▽
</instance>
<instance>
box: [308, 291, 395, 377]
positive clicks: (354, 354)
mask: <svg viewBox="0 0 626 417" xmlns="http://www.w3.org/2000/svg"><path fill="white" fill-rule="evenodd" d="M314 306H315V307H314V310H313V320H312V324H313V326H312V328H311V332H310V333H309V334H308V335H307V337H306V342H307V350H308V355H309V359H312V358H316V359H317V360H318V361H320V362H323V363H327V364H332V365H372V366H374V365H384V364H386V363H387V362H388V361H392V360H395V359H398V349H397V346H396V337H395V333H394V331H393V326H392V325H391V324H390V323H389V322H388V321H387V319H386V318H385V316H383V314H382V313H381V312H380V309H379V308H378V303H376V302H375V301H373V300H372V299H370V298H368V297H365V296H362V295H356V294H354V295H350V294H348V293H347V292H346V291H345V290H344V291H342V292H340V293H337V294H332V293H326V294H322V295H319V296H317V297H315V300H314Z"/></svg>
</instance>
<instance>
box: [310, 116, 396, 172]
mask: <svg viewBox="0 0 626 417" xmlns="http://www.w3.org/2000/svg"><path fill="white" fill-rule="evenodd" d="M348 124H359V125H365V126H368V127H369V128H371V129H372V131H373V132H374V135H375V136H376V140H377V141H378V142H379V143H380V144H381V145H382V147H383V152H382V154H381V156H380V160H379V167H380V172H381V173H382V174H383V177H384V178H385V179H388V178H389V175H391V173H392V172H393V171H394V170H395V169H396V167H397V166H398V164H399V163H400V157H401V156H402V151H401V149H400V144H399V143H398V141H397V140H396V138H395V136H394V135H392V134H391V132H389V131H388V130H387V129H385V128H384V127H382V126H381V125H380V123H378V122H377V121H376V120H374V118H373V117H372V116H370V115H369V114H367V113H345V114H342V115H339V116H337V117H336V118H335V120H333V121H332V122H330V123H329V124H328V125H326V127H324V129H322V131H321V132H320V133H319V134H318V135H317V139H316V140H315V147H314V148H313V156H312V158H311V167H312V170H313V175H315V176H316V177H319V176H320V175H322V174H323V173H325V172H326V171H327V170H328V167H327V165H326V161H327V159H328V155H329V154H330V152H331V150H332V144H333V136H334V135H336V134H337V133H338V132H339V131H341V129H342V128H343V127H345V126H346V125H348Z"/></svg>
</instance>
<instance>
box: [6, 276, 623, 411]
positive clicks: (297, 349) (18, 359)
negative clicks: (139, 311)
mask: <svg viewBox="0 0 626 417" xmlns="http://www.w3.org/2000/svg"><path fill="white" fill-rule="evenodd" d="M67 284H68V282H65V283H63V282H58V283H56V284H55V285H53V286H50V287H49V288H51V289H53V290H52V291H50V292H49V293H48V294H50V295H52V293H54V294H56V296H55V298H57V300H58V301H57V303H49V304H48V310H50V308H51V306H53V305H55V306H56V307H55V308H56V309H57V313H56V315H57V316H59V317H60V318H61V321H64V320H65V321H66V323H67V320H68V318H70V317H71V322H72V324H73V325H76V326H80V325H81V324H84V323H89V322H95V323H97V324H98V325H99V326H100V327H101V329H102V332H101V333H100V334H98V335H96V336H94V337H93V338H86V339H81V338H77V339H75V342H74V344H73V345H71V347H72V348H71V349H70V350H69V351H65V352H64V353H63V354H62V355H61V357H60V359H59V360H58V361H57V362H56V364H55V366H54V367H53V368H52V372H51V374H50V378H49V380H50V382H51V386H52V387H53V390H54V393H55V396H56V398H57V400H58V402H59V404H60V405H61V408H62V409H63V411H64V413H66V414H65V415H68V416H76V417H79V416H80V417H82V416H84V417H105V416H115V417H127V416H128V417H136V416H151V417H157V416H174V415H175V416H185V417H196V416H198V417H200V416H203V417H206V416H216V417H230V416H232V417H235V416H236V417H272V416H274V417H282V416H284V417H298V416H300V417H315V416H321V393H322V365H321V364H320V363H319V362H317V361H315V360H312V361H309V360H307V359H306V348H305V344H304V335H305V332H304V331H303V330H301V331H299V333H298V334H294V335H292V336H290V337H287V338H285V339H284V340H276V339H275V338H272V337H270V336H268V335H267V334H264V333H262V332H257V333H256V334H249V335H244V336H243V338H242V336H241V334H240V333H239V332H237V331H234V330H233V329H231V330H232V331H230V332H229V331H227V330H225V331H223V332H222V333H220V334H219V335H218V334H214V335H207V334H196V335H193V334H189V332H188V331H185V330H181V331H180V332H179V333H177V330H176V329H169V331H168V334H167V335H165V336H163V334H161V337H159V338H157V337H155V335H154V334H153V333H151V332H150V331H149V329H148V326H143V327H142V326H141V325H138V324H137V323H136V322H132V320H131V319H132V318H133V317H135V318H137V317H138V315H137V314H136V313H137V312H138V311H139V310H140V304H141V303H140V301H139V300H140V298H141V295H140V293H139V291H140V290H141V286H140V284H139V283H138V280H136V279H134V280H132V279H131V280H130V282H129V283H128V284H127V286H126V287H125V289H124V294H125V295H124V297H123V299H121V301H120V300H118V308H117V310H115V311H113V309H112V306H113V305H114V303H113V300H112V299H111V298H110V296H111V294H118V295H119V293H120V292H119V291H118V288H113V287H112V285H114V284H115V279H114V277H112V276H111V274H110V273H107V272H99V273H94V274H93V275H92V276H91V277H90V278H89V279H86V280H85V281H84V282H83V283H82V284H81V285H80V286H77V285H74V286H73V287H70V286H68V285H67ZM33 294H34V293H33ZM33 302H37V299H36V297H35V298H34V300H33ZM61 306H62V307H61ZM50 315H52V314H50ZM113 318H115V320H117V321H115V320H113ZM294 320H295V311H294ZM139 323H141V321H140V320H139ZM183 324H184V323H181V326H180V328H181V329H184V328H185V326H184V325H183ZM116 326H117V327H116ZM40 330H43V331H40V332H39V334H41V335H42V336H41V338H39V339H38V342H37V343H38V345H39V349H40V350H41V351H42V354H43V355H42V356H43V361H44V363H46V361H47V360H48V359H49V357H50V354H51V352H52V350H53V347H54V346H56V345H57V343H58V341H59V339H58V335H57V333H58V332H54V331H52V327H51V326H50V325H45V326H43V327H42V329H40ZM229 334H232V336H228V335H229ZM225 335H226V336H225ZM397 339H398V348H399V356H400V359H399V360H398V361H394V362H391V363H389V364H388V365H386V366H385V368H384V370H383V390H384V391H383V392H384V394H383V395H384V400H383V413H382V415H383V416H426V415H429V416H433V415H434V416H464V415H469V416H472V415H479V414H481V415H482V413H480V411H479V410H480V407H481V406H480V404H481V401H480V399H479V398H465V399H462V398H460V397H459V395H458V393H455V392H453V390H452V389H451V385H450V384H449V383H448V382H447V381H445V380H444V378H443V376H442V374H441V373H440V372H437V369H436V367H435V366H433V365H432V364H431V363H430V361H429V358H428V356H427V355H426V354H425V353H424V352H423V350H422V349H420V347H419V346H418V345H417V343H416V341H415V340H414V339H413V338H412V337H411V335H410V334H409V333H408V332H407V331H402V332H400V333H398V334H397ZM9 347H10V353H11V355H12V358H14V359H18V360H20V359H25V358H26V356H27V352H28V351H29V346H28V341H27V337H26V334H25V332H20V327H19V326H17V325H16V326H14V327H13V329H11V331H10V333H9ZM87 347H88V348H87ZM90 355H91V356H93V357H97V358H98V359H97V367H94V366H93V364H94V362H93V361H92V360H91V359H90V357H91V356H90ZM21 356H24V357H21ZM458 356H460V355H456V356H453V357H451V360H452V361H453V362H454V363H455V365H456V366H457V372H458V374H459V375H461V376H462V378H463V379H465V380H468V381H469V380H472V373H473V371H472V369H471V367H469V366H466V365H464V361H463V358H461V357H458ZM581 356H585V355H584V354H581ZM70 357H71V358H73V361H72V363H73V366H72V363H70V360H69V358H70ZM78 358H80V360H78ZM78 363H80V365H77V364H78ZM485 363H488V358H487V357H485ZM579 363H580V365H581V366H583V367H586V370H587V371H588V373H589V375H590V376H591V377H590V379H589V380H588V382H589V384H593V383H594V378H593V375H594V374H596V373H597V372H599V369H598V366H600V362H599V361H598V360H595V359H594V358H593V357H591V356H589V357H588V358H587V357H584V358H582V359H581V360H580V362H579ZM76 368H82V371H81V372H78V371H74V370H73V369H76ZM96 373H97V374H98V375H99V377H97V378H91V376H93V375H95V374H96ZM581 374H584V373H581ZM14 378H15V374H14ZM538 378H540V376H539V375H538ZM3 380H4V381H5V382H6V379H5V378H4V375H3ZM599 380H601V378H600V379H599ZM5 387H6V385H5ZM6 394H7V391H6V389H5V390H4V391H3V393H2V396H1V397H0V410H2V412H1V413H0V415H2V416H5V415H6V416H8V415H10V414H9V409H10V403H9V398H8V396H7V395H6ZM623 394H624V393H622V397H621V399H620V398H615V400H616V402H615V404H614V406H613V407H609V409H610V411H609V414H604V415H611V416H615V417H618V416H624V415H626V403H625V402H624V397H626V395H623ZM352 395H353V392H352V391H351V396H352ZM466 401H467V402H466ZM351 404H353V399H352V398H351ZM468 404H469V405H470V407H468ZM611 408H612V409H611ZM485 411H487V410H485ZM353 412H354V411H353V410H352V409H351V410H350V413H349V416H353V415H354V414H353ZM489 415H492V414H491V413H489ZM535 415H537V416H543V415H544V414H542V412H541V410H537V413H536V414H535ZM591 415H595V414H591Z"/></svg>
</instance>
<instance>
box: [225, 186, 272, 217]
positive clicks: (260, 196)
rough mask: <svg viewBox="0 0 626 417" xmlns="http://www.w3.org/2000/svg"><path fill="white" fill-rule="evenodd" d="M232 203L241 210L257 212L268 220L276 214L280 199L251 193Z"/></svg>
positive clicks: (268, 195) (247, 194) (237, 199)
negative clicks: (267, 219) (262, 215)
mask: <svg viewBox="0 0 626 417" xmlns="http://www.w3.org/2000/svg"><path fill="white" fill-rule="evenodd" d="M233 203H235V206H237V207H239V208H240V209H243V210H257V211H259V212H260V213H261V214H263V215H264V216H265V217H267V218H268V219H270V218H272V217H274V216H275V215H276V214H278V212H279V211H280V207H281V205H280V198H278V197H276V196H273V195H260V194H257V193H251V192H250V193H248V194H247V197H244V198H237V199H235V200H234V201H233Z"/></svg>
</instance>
△
◆ **Task to complete**
Return all lines from the material that contain "clicks".

◆ **Result**
positive clicks: (354, 354)
positive clicks: (297, 349) (18, 359)
negative clicks: (139, 311)
positive clicks: (260, 196)
positive clicks: (268, 195) (247, 194) (237, 199)
negative clicks: (267, 219) (262, 215)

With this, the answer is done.